• Your task: Starting at the line that contains "</instance>" and ending at the last of the lines, reproduce those lines with "clicks" swapped for "points" and everything else left unchanged.

• Given entries:
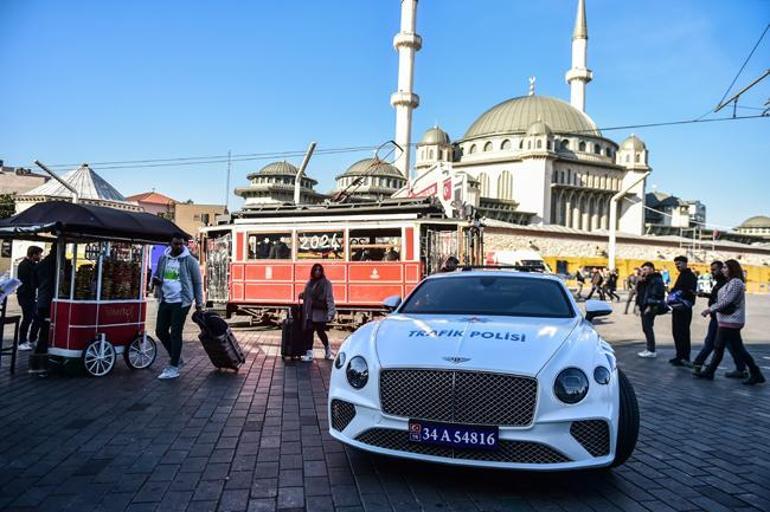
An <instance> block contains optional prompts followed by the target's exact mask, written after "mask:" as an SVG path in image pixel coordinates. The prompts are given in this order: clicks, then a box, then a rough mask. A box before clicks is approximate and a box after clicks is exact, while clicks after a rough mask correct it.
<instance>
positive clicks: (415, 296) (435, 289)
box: [398, 275, 575, 318]
mask: <svg viewBox="0 0 770 512" xmlns="http://www.w3.org/2000/svg"><path fill="white" fill-rule="evenodd" d="M398 312H399V313H403V314H438V315H501V316H528V317H545V318H571V317H573V316H575V313H574V311H573V309H572V305H571V304H570V302H569V299H567V295H566V293H565V292H564V287H563V286H562V285H561V284H560V283H558V282H556V281H551V280H548V279H532V278H526V277H513V276H500V275H489V276H462V277H459V276H458V277H446V278H439V279H427V280H425V281H423V282H422V284H421V285H420V286H419V287H418V288H417V289H416V290H415V291H414V293H412V294H411V295H410V296H409V297H408V298H407V299H406V301H405V302H404V304H403V305H402V306H401V307H400V308H399V310H398Z"/></svg>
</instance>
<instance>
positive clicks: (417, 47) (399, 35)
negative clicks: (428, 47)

• Answer to this problem:
</instance>
<instance>
positive points: (417, 47) (399, 35)
negative points: (428, 47)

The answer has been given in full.